STATED TASK – Report every line in the records below that contains the word "brick", copying each such line in full.

DATA FOR THE TASK –
———
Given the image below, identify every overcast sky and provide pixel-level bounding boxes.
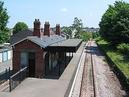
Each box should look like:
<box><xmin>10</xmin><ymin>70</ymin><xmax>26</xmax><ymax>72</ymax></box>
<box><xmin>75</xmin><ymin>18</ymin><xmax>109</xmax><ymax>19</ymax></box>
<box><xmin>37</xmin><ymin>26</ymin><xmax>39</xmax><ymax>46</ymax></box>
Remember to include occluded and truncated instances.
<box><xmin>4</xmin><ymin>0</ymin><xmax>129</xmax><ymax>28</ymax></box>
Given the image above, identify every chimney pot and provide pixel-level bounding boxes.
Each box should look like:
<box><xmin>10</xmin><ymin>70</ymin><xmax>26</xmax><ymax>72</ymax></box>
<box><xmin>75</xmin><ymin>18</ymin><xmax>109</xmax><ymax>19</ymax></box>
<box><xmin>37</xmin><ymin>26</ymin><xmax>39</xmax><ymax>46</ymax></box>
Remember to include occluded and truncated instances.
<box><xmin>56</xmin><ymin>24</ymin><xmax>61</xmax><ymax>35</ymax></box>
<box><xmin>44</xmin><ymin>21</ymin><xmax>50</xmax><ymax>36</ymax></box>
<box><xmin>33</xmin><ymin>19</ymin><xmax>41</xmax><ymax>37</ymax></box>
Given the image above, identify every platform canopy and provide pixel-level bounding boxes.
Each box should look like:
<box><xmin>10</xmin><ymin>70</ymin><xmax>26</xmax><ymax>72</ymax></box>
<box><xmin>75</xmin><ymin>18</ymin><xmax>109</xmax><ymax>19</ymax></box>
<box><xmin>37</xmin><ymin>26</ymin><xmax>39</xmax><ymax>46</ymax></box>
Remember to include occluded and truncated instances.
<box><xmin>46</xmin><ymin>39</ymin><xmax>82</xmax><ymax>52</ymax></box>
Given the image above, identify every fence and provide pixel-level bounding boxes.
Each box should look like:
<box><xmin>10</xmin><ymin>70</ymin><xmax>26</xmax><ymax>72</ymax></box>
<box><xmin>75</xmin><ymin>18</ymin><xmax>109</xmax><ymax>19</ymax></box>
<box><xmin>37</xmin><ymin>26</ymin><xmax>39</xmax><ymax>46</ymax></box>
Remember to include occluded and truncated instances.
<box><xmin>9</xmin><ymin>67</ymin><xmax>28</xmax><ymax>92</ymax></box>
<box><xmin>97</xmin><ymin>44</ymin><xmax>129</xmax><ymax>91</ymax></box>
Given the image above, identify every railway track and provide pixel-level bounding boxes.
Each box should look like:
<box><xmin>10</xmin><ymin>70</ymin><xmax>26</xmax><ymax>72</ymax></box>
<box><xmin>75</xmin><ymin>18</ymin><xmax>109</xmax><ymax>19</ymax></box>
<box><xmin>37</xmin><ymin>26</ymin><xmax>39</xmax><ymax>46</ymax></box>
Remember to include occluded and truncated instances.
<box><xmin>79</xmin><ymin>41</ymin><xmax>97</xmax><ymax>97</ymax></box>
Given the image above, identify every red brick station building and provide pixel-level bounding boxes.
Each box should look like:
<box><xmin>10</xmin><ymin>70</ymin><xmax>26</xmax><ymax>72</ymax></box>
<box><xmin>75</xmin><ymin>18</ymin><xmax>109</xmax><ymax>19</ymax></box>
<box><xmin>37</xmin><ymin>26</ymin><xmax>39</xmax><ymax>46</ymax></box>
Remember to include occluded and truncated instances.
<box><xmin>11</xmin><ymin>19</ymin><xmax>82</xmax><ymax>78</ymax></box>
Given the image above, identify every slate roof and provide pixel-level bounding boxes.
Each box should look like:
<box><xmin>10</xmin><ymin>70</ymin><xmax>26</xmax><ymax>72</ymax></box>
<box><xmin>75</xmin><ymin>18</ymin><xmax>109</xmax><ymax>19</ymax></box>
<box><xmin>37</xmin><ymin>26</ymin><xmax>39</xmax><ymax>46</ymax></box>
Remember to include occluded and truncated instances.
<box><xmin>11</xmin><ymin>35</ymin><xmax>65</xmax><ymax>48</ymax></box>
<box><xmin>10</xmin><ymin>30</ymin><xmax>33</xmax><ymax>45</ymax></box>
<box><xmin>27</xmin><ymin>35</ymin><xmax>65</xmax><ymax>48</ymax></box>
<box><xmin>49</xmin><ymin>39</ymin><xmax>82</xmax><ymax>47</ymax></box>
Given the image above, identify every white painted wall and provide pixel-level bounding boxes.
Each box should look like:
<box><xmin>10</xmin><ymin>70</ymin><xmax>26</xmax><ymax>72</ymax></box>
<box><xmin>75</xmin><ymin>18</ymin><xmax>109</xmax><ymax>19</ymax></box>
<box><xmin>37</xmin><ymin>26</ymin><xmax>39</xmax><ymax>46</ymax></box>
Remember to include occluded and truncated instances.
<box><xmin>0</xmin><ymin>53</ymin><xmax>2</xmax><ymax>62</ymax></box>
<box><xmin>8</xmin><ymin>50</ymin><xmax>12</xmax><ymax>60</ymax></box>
———
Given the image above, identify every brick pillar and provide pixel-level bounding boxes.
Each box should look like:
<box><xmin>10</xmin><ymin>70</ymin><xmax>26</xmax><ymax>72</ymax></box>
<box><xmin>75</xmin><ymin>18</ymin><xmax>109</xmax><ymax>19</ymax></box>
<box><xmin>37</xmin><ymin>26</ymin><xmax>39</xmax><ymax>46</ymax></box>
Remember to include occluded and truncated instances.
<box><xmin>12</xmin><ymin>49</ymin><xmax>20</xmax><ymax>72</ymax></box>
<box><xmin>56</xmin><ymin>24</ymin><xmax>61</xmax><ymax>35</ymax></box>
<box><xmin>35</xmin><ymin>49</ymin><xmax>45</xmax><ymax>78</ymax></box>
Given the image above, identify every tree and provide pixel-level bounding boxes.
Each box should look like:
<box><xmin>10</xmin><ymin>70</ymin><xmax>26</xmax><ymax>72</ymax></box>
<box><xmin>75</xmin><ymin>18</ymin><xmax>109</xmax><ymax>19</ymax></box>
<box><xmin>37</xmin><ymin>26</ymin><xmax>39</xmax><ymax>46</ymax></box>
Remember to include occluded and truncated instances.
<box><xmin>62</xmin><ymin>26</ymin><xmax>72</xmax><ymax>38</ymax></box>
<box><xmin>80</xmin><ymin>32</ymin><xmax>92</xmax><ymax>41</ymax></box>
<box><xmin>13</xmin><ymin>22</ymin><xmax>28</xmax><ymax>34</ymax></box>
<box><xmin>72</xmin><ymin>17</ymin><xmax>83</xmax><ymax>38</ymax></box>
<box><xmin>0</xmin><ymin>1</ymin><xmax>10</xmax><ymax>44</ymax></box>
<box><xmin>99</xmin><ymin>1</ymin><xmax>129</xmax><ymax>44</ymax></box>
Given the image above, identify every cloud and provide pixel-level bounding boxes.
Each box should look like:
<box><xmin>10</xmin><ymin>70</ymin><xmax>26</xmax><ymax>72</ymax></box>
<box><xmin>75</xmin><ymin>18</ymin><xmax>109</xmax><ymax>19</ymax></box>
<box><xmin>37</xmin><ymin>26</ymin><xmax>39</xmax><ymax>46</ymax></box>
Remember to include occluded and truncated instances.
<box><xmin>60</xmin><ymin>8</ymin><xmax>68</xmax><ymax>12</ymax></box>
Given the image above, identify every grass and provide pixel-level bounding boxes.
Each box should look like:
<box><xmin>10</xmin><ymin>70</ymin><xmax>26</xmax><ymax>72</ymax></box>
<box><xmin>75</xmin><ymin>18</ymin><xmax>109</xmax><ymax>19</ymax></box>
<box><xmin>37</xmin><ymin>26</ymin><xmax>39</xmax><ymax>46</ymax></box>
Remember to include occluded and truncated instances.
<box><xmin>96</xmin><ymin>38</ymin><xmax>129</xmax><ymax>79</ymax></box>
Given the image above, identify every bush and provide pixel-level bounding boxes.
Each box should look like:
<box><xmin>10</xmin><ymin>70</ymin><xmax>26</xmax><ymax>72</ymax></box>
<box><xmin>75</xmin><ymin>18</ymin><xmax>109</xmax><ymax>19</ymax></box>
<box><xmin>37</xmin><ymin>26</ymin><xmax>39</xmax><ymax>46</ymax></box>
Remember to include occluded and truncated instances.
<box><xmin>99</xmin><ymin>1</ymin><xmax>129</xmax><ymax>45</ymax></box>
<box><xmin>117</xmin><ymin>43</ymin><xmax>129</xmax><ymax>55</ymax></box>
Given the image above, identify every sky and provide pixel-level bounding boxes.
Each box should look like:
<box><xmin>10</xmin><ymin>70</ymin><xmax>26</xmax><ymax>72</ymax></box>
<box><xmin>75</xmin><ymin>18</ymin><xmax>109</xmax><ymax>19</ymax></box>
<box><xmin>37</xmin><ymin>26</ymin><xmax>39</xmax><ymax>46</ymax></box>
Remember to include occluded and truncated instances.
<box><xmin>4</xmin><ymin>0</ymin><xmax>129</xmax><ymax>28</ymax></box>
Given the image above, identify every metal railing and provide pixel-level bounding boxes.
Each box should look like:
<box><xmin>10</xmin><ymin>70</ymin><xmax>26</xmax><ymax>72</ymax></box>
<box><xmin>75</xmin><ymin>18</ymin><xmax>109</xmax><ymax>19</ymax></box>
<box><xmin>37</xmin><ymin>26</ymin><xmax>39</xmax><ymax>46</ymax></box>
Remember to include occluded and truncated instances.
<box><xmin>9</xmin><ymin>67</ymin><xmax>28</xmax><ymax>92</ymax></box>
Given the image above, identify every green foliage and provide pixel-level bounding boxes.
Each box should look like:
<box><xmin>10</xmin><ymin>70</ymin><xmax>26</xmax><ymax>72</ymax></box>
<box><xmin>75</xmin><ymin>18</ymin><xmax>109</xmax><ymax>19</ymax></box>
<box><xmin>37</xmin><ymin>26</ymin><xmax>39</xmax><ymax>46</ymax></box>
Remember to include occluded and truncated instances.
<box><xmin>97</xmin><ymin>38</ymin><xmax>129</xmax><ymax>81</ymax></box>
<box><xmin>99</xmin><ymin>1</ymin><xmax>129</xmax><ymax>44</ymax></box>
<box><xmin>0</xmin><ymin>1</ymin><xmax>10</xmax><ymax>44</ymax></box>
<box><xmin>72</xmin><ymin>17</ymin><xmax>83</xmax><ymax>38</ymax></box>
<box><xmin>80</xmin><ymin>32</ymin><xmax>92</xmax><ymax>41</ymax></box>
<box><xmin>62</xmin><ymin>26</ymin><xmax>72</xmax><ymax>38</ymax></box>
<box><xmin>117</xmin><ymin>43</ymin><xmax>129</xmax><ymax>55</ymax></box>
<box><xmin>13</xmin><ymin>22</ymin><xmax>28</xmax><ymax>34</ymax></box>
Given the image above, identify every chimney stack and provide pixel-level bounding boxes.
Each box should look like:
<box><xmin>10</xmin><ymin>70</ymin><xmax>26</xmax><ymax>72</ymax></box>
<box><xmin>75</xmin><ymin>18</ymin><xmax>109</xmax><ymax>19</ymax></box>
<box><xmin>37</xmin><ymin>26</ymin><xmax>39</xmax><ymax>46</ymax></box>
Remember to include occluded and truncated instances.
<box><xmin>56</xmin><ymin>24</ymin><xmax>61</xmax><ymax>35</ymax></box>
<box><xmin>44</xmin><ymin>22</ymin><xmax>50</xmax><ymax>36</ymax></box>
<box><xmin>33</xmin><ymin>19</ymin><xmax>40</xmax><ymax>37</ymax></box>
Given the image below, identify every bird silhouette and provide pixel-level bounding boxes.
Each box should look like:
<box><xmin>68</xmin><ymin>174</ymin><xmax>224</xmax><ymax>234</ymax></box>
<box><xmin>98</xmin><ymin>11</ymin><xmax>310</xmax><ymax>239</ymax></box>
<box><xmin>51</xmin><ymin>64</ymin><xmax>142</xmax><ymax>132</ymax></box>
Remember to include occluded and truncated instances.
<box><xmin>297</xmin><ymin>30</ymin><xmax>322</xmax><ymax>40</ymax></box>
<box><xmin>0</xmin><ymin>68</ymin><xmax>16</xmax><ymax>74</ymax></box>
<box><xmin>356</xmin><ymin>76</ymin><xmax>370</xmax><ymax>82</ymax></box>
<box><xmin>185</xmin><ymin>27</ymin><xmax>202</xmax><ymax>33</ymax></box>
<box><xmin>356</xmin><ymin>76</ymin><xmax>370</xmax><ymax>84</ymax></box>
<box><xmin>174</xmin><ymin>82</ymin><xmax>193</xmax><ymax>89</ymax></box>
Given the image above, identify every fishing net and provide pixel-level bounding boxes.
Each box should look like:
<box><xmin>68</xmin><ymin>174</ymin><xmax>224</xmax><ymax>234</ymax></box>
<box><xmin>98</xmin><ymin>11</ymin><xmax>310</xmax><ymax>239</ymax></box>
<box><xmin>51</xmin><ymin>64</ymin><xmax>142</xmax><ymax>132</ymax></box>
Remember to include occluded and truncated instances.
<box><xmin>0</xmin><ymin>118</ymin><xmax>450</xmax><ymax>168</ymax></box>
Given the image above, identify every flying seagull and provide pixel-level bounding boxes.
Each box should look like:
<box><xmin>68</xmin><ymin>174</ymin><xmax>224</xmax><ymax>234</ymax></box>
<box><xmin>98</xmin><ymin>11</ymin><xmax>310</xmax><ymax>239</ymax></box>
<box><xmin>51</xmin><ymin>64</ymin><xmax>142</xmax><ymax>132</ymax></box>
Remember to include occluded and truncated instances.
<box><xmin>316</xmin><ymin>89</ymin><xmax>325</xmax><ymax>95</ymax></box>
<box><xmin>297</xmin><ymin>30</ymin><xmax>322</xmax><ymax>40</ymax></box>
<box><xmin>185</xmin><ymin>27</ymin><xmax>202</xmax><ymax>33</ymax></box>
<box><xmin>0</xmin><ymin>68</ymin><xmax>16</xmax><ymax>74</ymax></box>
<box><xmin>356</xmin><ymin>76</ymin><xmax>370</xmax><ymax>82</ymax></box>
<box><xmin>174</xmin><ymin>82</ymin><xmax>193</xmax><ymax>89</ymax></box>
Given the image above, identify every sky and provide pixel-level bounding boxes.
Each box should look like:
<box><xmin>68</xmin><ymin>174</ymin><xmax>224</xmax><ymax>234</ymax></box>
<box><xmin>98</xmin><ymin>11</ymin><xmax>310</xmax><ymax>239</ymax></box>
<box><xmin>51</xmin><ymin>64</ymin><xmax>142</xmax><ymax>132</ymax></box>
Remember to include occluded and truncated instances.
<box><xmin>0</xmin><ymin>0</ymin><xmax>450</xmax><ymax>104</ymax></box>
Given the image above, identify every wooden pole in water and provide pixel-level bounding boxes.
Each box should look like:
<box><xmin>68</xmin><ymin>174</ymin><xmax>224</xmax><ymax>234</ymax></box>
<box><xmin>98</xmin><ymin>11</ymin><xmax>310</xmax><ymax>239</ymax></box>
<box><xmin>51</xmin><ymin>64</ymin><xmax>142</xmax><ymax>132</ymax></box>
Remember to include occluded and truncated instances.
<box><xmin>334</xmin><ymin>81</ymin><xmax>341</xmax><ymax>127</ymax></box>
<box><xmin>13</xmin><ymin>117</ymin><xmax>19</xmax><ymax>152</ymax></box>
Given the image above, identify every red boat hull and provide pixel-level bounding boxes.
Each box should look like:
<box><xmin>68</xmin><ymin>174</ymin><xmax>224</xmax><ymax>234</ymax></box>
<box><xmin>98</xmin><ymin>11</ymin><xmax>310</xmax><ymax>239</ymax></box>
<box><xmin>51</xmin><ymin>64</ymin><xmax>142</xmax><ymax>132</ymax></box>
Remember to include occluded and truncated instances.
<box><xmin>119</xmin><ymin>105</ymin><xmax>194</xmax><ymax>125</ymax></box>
———
SOLUTION FOR THIS TASK –
Given the image above, identify every red brick station building and provide pixel-level bounding boxes.
Given the image above, identify every brick pillar and provide pixel-level bounding boxes.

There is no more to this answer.